AU TABLEAU !
Pascal Bernard
Après un grand séisme, la question scientifique bien sûr, c’est « avait-on prévu ce séisme ? Savez-vous prédire ? ». Et la réponse peut être oui ou non, suivant ce qu’on entend par prédiction. Donc, c’est un petit peu ce qu’on va voir. La prédiction la plus standard, c’est qu’on appelle la prédiction à long terme.
Alors, si on prend une région comme la France, par exemple, ou le Japon, eh bien, on connaît certaines choses de la sismicité, on connaît les failles, une certaine partie des failles. Donc, voici les failles qui peuvent être cartographiées plus ou moins précisément. Euh, c’est assez compliqué. Les sismologues peuvent mesurer l’activité sismique des tout petits séismes et puis quelques séismes un tout petit peu plus gros avec leur sismographe. On connaît aussi les séismes historiques qui ont cassé peut-être certaines failles. Les autres, on ne sait pas très bien où ils sont. On peut estimer leur magnitude. Et puis, les géodésiens peuvent dire : « Ouh là, mais cette zone de faille, elle se déforme assez vite, mais cette zone de faille, un peu plus lentement et puis par ici, on n’a pas de mesures. » Donc on a une série d’informations qui nous permettent de définir des zones plus ou moins sismiques de la région étudiée.
........
## EXERCICE PROPOSÉ 1:
Comptez les lignes des enregistrements qui contiennent la chaîne « blurred » et donnez uniquement ce nombre.
L'extrait et les enregistrements forment deux ensembles indépendants.
........
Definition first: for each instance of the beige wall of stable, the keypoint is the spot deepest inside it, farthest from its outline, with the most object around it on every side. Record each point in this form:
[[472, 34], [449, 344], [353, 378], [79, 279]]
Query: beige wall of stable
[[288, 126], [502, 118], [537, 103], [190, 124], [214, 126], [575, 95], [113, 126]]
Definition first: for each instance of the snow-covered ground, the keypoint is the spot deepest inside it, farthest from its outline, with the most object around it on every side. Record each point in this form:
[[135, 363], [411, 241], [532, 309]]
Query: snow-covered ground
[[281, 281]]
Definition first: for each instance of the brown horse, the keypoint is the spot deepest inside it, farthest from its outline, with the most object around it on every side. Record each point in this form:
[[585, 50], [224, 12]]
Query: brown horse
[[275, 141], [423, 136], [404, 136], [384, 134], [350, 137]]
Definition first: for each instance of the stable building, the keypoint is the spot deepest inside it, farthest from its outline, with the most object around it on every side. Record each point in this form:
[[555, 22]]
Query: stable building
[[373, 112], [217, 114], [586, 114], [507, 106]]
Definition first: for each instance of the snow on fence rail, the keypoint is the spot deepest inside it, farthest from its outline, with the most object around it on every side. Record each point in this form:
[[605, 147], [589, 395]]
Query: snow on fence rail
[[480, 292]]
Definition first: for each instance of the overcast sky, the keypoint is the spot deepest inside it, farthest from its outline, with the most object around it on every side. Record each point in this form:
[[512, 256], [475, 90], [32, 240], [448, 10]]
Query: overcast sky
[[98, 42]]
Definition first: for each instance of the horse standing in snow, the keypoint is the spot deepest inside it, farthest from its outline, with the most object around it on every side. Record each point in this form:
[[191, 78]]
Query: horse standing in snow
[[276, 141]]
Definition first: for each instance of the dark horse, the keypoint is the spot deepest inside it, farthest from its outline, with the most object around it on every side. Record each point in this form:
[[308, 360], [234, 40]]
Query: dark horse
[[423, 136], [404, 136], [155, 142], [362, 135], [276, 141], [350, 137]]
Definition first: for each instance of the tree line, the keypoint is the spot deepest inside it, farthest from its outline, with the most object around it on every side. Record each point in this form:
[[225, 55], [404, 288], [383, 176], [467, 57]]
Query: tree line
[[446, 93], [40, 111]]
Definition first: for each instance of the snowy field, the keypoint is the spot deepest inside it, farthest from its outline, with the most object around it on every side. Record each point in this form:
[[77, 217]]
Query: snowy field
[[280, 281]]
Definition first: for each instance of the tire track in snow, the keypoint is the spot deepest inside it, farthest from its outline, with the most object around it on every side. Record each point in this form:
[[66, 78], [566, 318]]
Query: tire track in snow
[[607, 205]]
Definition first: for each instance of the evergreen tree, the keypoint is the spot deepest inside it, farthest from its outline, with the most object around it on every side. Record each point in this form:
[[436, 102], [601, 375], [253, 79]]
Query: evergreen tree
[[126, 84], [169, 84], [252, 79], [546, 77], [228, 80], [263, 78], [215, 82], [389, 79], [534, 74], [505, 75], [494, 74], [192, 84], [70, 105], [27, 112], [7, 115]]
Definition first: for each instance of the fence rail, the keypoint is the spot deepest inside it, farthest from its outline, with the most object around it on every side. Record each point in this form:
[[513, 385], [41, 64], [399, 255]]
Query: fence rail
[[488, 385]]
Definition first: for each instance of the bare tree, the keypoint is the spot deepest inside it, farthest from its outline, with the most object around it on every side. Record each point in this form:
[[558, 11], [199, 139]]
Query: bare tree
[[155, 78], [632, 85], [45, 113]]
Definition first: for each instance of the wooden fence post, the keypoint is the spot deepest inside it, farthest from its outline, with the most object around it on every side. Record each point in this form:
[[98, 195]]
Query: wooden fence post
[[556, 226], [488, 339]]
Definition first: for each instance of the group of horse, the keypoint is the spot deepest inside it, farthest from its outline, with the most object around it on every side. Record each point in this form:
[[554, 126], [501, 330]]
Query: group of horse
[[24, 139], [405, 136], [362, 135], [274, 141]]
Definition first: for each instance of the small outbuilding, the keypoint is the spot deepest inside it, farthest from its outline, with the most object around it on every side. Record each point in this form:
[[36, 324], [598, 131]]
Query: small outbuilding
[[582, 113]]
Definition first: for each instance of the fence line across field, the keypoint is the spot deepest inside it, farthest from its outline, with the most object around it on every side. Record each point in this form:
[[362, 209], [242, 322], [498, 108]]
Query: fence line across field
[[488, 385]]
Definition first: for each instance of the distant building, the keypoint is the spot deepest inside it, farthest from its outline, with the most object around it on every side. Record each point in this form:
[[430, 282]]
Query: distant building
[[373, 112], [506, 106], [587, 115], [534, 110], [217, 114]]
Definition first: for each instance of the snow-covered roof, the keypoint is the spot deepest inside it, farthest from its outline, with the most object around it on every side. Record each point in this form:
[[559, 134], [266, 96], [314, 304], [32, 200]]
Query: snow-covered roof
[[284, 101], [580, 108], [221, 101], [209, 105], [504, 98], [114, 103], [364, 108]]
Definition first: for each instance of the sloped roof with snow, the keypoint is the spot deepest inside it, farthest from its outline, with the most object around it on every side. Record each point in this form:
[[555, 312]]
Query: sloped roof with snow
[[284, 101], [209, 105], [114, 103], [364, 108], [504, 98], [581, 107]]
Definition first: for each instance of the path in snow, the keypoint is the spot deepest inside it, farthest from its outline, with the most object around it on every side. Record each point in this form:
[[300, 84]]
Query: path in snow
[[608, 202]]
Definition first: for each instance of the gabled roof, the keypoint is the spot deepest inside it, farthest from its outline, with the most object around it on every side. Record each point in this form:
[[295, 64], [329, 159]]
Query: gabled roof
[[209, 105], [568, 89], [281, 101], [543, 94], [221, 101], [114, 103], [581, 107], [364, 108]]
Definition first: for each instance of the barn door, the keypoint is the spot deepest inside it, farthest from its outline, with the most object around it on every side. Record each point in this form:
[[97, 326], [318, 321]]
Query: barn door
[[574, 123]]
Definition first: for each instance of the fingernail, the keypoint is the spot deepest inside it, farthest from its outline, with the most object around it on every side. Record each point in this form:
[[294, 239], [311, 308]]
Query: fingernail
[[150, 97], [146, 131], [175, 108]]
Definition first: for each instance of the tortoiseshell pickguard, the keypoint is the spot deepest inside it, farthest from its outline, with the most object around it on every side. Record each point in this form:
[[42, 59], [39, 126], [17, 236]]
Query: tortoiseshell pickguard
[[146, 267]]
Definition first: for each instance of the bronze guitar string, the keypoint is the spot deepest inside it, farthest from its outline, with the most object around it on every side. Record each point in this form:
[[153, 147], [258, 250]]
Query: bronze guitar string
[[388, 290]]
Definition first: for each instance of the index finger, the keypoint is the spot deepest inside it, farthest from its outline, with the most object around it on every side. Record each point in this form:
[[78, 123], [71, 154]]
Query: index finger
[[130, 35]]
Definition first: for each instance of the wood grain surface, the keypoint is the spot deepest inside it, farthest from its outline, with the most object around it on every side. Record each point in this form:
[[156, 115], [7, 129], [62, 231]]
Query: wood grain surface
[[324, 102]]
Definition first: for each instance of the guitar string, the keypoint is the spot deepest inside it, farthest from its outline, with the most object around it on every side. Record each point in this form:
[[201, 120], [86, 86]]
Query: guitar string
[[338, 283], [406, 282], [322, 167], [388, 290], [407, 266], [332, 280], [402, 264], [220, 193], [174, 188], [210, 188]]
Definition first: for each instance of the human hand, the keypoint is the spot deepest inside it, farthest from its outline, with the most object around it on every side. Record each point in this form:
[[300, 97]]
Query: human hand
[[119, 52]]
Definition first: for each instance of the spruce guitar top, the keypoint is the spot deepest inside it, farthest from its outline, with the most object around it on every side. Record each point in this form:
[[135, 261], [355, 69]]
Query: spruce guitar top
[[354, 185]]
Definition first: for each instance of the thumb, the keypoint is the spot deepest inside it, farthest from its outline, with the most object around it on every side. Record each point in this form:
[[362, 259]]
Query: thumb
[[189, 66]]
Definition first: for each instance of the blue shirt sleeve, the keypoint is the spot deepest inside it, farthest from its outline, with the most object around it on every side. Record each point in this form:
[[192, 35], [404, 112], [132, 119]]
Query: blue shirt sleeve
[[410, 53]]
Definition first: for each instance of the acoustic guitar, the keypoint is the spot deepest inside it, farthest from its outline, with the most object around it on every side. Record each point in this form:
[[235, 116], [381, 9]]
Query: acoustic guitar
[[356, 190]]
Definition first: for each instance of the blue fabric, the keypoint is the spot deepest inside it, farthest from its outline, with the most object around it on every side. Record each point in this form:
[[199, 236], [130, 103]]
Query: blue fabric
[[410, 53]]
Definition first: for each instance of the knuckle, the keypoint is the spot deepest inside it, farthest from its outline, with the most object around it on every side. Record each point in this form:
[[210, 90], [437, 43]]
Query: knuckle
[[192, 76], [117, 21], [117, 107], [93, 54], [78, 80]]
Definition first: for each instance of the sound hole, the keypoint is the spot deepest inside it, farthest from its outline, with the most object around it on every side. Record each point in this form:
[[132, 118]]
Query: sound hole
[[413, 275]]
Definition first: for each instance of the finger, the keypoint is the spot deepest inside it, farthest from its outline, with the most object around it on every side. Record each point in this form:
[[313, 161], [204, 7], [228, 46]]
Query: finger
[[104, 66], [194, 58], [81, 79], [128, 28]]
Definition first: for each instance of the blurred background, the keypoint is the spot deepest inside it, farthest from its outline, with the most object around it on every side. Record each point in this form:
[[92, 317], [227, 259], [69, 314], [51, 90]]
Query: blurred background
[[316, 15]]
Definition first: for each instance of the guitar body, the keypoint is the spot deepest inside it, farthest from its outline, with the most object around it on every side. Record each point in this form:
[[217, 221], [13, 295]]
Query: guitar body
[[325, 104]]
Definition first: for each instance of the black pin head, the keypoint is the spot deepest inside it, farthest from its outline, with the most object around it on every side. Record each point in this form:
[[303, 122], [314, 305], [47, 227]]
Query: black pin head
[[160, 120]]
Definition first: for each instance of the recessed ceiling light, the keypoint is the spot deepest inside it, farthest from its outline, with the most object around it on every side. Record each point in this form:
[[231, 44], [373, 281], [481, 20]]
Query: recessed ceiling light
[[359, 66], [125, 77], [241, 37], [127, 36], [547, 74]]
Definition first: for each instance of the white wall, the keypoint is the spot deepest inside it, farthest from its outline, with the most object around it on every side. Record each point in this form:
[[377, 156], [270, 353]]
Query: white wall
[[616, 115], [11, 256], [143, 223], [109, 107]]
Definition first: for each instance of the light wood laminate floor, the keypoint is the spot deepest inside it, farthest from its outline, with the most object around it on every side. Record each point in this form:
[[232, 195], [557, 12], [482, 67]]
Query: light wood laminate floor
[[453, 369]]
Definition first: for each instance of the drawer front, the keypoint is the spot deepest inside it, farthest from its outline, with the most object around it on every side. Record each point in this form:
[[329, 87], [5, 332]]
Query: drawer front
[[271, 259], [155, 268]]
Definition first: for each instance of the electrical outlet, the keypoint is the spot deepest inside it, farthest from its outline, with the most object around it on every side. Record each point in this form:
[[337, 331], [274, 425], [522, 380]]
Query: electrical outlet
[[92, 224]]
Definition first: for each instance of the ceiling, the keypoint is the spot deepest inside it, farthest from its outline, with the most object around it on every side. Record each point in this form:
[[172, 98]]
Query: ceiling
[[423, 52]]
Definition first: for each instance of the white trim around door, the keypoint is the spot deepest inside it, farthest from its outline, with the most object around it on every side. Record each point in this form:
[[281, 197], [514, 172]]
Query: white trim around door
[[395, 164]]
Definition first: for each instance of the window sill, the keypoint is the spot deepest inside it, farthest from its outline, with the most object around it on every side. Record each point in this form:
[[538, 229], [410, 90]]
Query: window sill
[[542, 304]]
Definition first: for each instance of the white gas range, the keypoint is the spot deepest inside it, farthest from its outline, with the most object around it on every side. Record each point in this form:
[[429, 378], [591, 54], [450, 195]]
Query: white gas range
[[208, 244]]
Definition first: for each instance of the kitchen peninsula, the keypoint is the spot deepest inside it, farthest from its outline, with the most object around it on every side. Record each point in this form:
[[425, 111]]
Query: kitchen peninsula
........
## EXERCICE PROPOSÉ 2:
D'après l'extrait sur la prédiction des séismes, quel nom donne-t-on à la prédiction la plus standard ?

## RÉPONSE COMPLÈTE 1:
2

## RÉPONSE COMPLÈTE 2:
La prédiction à long terme.